**Aim**
Please copy the records below line for line, with no changes.

[Object location annotation records]
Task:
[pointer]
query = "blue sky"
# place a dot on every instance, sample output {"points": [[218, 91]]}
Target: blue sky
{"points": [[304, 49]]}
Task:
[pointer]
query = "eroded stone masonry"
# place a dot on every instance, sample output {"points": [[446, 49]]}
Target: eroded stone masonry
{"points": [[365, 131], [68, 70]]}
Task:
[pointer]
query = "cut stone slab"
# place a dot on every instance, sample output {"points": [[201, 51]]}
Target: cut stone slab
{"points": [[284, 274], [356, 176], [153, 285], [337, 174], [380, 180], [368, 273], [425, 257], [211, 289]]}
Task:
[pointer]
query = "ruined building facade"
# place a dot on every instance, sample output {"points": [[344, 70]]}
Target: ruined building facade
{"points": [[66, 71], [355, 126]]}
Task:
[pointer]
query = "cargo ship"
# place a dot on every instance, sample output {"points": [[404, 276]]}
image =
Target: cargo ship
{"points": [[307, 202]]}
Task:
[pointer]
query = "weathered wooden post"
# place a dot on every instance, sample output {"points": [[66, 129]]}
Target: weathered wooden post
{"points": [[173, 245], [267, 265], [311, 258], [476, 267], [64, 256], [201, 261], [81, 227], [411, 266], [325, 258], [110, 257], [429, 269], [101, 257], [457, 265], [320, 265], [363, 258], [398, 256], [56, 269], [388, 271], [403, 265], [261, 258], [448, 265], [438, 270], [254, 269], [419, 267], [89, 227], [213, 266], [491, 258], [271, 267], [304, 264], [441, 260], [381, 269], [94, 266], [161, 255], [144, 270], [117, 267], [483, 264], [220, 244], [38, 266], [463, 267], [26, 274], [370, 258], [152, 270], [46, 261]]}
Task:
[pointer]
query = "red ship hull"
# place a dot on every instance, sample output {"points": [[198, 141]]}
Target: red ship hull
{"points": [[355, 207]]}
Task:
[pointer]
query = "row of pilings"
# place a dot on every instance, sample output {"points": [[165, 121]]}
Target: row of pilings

**Final result**
Task:
[pointer]
query = "blue sky"
# place a dot on every instance, sample output {"points": [[218, 91]]}
Target: blue sky
{"points": [[304, 49]]}
Task:
[pointer]
query = "eroded stone masonry"
# place a dot on every instance, sample output {"points": [[446, 49]]}
Target: eroded stone masonry
{"points": [[365, 131], [68, 70]]}
Task:
[pointer]
query = "cut stone slab"
# place a dot on every instance, sample output {"points": [[201, 51]]}
Target: cut stone slab
{"points": [[284, 274], [356, 176], [153, 285], [337, 174], [380, 180], [368, 273], [425, 257], [211, 289]]}
Task:
[pointer]
query = "ruined building facade"
# place a dot on every instance, sample output {"points": [[344, 70]]}
Target: ruined building facade
{"points": [[66, 71], [355, 126]]}
Task:
[pointer]
query = "cargo ship"
# place a dot on every instance, sample output {"points": [[404, 276]]}
image =
Target: cargo ship
{"points": [[307, 202]]}
Task:
[pointer]
query = "weathered wooden post"
# place a dot on every instance, sample output {"points": [[66, 129]]}
Target: weathered wooden post
{"points": [[173, 245], [267, 265], [311, 258], [476, 267], [64, 256], [201, 261], [81, 227], [411, 266], [325, 258], [110, 257], [429, 269], [101, 257], [457, 265], [320, 265], [363, 258], [398, 256], [56, 269], [388, 271], [403, 265], [261, 258], [448, 265], [438, 270], [254, 269], [419, 267], [89, 227], [213, 266], [491, 258], [271, 267], [304, 264], [441, 260], [381, 269], [94, 266], [161, 255], [144, 270], [117, 267], [483, 264], [220, 244], [38, 266], [463, 267], [26, 274], [370, 258], [152, 270], [46, 261]]}
Task:
[pointer]
query = "red ship hull"
# place a dot on every instance, sample output {"points": [[198, 141]]}
Target: red ship hull
{"points": [[355, 207]]}
Task:
[pointer]
query = "row of pilings"
# place a dot on every instance, sample output {"points": [[165, 121]]}
Target: row of pilings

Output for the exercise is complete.